Dataset excerpt:
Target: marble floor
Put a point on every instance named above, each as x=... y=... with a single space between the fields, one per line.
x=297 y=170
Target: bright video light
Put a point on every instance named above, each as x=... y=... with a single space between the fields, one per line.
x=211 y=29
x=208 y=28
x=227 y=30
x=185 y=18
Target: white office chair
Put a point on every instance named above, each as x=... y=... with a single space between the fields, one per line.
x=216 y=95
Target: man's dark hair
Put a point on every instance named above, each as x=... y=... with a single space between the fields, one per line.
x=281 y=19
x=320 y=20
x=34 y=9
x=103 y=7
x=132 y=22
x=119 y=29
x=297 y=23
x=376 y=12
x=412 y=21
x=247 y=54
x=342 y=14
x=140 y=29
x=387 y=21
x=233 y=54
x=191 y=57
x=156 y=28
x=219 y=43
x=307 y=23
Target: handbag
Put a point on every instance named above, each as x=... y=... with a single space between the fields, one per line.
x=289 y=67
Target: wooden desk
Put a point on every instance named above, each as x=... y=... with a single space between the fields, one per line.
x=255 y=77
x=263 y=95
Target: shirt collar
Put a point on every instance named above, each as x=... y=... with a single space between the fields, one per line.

* * *

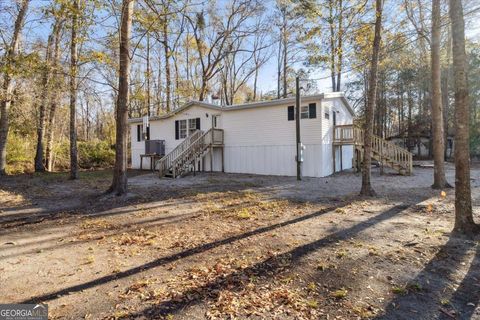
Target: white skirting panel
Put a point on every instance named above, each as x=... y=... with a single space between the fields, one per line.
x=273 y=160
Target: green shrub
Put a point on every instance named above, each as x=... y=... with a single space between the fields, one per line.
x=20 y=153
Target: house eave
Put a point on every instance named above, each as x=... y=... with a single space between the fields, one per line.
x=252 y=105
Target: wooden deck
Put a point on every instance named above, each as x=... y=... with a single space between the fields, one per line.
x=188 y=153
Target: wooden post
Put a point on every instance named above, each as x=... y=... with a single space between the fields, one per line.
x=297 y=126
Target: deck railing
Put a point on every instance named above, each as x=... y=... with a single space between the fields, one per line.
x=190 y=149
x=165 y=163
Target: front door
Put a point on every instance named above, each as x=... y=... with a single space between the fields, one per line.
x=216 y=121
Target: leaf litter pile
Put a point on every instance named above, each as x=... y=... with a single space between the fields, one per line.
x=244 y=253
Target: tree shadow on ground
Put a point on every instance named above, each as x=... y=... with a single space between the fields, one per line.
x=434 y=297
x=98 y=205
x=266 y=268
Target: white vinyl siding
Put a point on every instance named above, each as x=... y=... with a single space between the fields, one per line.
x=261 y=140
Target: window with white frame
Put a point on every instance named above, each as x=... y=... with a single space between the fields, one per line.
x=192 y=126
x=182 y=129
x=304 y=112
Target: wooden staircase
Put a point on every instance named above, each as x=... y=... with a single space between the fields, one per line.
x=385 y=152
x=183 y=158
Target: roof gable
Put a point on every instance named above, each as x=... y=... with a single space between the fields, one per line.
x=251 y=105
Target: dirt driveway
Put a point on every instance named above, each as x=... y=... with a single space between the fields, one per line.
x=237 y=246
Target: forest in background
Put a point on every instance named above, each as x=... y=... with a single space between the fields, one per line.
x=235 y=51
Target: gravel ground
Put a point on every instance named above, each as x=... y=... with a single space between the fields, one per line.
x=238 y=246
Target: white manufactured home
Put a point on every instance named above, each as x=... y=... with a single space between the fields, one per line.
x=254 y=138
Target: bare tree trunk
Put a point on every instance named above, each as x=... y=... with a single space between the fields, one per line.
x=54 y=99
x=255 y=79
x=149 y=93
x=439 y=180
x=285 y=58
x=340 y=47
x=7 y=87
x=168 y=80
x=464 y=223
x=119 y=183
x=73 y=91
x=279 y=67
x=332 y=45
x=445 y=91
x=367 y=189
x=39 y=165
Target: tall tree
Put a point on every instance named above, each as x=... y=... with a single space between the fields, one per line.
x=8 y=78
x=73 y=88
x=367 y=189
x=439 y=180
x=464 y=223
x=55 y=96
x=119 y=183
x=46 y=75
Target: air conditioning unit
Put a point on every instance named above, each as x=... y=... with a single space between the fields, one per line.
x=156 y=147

▶ WORK REQUIRED: Rewrite every line of the data between the lines holding "Target: wooden deck" and "x=251 y=105", inclusive, and keep the instruction lines unchanged. In each answer, raise both the x and y coordinates by 8.

▶ THE COMPLETED TASK:
Target: wooden deck
Put a point on every instance named above, each as x=... y=... with a single space between the fields, one per line.
x=196 y=161
Target: wooden post
Put a point on every instance named above, each as x=... y=... with a single space between the fields, one per line.
x=305 y=134
Target: deck railing
Put a point on every instance named above, each as x=... y=... with a single space between the fields, one per line.
x=198 y=157
x=173 y=171
Target: front door
Put a point on every instance named above, each as x=... y=... with a single space between the fields, one per line.
x=224 y=129
Target: leaf litter pile
Put a point on every instance named above, each as x=... y=... with a single space between the fields, one per line.
x=252 y=261
Target: tree shadow on ground
Put a point on every instance named above, each as x=... y=... with a single space between the fields, one per line.
x=442 y=305
x=106 y=213
x=274 y=276
Target: white vinyl siding
Put a point on every instance named above, each as x=... y=... with a single space between the fields, one per line.
x=269 y=148
Target: window with white frame
Put a point on every instance named above, each as x=... y=... with a single space between the fields, one per line.
x=200 y=134
x=190 y=137
x=312 y=120
Target: wooden staircase
Put a point on every instance named above, each as x=... y=... with a single space between the fields, one per line.
x=393 y=160
x=191 y=166
Target: roof gable
Put a point on every instance named above, each as x=... y=... with a single space between the fields, one per line.
x=259 y=113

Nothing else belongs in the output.